▸ 実施タスク
1/ テキストのうち、「ユリウスの口調が今ひとつ摑めないけど好きだ。」で始まり「酸が走るんだ。黙ってついてきてください」」まで続く部分を一字一句そのまま書き写せ。
2/ テキストに登場する人名を、出現順にすべて列挙せよ。

▸ 提示テキスト
アンナが身を乗り出し、顔を覗き込んでいる。
澄んだ瞳に、ユリウス自身の顔が映り込んでいた。”
サロメ可愛い。
ユリウスの口調が今ひとつ摑めないけど好きだ。
あと三人の会話が楽しい。
禍竜戦争が今ひとつよく分からなくて。
事実は伝えられてる内容とは違うのかなー。
ユリウスとサロメの過去にアンナの秘密。
10月に続き出るらしいし待機。
“「や、やめてください!ユリウスさん、痛い!」
「嫌だ!俺はお前みたいに自己犠牲に浸って気持ちよくなっている奴には虫酸が走るんだ。黙ってついてきてください」
「街の人がどうなってもいいんですか!?ちょっと考えて......」

▸ 提供記録
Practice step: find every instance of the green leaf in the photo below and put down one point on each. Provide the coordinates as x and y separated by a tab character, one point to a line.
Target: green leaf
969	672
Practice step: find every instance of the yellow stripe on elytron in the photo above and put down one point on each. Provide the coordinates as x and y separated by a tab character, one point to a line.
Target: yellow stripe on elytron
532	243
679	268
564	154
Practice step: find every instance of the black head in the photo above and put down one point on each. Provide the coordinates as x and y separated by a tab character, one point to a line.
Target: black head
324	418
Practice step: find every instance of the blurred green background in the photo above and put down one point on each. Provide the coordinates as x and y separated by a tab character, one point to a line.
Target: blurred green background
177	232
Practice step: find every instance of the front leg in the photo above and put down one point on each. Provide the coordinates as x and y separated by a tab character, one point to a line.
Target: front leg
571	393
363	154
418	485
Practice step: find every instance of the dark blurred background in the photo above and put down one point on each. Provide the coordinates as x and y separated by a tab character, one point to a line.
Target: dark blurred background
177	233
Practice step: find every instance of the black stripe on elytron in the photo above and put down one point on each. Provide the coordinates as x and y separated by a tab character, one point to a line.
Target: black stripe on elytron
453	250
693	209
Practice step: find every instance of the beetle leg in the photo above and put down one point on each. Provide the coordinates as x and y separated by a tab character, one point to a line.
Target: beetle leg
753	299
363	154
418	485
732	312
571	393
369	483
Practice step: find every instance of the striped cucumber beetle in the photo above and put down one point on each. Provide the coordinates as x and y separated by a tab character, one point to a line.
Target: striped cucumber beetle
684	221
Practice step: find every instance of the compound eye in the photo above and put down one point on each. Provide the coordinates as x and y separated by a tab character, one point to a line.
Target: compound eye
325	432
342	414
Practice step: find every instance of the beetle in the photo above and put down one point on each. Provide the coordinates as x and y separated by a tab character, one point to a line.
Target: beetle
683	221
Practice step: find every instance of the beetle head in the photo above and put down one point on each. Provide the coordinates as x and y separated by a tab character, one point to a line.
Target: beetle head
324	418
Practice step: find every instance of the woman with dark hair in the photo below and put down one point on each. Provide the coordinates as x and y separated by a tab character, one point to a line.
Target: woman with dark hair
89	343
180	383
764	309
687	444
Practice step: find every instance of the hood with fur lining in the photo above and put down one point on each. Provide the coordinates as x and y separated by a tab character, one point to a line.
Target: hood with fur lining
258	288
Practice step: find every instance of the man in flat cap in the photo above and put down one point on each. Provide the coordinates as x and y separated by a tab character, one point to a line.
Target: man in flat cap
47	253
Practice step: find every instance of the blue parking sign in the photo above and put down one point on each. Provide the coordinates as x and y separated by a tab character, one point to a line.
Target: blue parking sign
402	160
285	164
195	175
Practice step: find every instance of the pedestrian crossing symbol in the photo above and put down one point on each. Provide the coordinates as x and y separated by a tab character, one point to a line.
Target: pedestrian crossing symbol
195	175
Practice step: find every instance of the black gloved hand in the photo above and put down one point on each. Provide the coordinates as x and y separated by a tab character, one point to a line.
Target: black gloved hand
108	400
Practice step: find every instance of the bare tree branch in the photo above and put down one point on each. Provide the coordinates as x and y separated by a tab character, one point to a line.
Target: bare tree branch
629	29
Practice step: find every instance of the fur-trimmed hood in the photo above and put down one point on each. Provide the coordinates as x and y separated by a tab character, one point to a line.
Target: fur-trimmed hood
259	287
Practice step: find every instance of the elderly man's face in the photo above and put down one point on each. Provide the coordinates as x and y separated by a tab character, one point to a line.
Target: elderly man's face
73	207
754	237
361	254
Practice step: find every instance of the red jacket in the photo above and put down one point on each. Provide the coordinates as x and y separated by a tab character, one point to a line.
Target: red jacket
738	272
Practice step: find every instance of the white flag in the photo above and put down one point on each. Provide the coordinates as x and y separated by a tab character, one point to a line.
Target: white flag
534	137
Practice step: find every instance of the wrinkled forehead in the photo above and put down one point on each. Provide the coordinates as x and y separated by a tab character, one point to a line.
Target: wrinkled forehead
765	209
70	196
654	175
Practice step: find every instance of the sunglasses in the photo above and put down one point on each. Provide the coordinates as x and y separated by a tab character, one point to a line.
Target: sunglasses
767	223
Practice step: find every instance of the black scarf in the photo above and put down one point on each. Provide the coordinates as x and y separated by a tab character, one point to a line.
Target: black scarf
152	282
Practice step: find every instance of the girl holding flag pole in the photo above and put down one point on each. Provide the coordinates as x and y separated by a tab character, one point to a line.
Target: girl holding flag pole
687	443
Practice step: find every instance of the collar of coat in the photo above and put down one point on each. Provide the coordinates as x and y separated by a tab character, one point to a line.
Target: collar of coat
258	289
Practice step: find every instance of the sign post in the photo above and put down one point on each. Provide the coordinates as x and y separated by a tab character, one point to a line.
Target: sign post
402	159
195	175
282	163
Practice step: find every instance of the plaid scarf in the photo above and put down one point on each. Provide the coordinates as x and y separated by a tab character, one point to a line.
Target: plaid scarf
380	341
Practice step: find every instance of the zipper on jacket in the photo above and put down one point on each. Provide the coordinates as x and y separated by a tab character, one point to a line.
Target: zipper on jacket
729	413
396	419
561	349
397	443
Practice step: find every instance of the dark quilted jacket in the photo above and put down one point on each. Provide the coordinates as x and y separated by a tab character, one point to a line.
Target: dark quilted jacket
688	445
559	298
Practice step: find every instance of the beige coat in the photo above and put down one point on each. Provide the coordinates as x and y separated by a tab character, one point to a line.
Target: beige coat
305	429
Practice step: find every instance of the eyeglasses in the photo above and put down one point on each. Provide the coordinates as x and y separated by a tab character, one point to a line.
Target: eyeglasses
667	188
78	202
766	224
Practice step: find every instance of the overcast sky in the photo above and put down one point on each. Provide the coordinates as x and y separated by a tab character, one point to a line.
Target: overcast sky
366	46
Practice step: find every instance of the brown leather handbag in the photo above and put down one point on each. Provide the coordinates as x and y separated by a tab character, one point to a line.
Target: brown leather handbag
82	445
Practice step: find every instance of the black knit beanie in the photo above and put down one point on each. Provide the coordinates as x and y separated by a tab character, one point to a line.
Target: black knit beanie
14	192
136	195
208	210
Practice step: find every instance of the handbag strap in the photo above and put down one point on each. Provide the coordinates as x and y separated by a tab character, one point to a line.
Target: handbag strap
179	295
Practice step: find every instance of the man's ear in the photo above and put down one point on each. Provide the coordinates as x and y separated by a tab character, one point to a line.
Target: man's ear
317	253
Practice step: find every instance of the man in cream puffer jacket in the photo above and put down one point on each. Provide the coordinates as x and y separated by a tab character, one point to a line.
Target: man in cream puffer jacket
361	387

▸ 完全解答
1/
ユリウスの口調が今ひとつ摑めないけど好きだ。
あと三人の会話が楽しい。
禍竜戦争が今ひとつよく分からなくて。
事実は伝えられてる内容とは違うのかなー。
ユリウスとサロメの過去にアンナの秘密。
10月に続き出るらしいし待機。
“「や、やめてください!ユリウスさん、痛い!」
「嫌だ!俺はお前みたいに自己犠牲に浸って気持ちよくなっている奴には虫酸が走るんだ。黙ってついてきてください」

2/ アンナ、ユリウス、サロメ